Recast the lines from the one containing "Where can you see the wooden beam" through the last line, inclusive, as a JSON list of strings with one string per line and blank lines omitted.

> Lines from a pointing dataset
= = =

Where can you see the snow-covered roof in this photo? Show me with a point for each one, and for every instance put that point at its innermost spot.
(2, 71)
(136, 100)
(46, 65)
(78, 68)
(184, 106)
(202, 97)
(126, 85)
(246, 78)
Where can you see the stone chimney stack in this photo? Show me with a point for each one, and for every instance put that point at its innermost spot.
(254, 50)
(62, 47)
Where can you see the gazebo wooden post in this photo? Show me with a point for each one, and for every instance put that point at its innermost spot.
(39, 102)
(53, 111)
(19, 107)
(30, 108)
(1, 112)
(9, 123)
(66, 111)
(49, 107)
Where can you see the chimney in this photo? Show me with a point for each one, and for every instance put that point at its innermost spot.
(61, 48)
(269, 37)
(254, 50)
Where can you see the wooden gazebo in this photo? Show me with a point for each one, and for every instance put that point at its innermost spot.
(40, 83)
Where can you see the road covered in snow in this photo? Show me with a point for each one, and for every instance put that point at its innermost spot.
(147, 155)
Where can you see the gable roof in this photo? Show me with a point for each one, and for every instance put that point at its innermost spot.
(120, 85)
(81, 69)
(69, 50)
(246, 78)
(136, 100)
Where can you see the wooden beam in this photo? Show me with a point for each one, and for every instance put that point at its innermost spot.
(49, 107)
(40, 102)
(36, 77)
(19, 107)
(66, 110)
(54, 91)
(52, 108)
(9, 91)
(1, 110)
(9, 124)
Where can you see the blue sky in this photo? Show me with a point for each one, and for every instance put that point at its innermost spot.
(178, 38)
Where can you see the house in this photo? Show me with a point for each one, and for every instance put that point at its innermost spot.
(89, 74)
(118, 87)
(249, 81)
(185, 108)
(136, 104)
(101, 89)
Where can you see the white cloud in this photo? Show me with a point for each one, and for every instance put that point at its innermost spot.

= = =

> Task answer
[
  "Where can you see the wooden beam in this photo? Show me with a point for each one, and for every instance put that point at its innermost spot.",
  "(49, 107)",
  "(40, 102)",
  "(36, 77)",
  "(19, 107)",
  "(66, 110)",
  "(54, 91)",
  "(52, 108)",
  "(9, 91)",
  "(1, 110)",
  "(9, 124)",
  "Where can you see the blue sky in this photo? Show me with a point for each one, and for every instance put that point at its innermost spot.",
  "(178, 38)",
  "Where can you see the house in this photo? Show me with a point for each one, and for every instance put that point at its innermost spot.",
  "(89, 74)",
  "(118, 87)",
  "(249, 81)",
  "(185, 108)",
  "(136, 104)",
  "(101, 89)",
  "Where can you see the white cloud in this photo? Show me with a point for each one, and for every instance put that point at its innermost spot."
]